A few other industry giants are Pfizer an American-based company, Novartis a Swiss pharmaceutical giant, Sanofi a french based pharmaceutical company. Most of them specialize in their respective API’s but a few of them offer generic versions of the drug too.
Where are APIs made?
Although major pharmaceutical players are headquartered in the United States and Western Europe; conversely manufacturing of APIs is in new and emerging economies like India, China, South Africa, and Brazil.
More companies are outsourcing the manufacturing of APIs to emerging economies as they are incentivized by the government in form of tax rebates and subsidies, there exists cheap and skilled labor and costs can be cut on equipment and infrastructure in these countries.
Consequently, this raises concerns about the quality of Active Pharmaceutical Ingredients produced overseas.
Impact of Covid-19
On March 11, 2020, the World Health Organisation categorized the Covid-19 outbreak as a global pandemic. The pandemic has put undue pressure on society and it was further magnified in the pharmaceutical industry.
China is the largest producer of active pharmaceutical ingredients; however, coincidentally China, the major manufacturing hubs for APIs was the same same as regions most affected by the viral outbreak. This includes Hubei and Zhejiang provinces. They are host to over more than 100 manufacturing and production sites.
This resulted in disruption of supply chains and backlogging and volatility as the markets were not being cleared due to exogenous factors as a result of the pandemic.
Latest Technologies in API Market
There are several emerging technologies in the API market. Primarily it is Quality by Design (QbD). Quality by Design facilitates the evaluation of process design and performance with meaningful insight on risk mitigation and understanding of the risk.
Greater operational reliability provided by Quality by Design technology ensures reducest regulatory risk and lowers cost.

(Data for matching plain-language descriptions to objects)
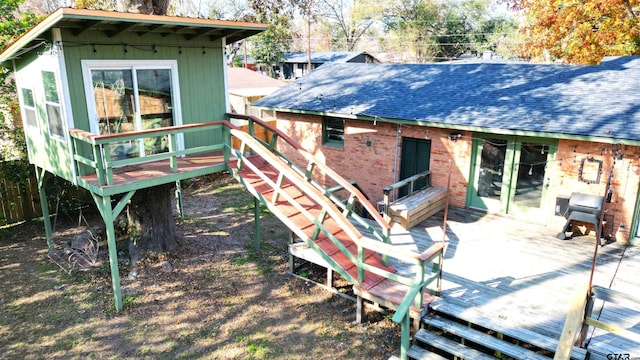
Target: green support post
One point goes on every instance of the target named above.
(405, 341)
(44, 205)
(104, 205)
(256, 223)
(108, 216)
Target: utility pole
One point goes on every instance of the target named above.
(309, 40)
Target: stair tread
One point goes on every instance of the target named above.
(482, 338)
(512, 330)
(450, 346)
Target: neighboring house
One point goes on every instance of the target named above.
(84, 73)
(296, 63)
(519, 138)
(247, 86)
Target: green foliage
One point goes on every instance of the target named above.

» APPLY WHAT YOU READ:
1 > In the text on active pharmaceutical ingredients, on what date did the World Health Organisation classify the Covid-19 outbreak as a global pandemic?
2 > Rewrite the part of the text on active pharmaceutical ingredients starting with "This resulted in" and going on through "of the pandemic.", changing "supply chains" to "distribution networks".

» RESULTS FOR THE EXERCISE:
1 > March 11, 2020.

2 >
This resulted in disruption of distribution networks and backlogging and volatility as the markets were not being cleared due to exogenous factors as a result of the pandemic.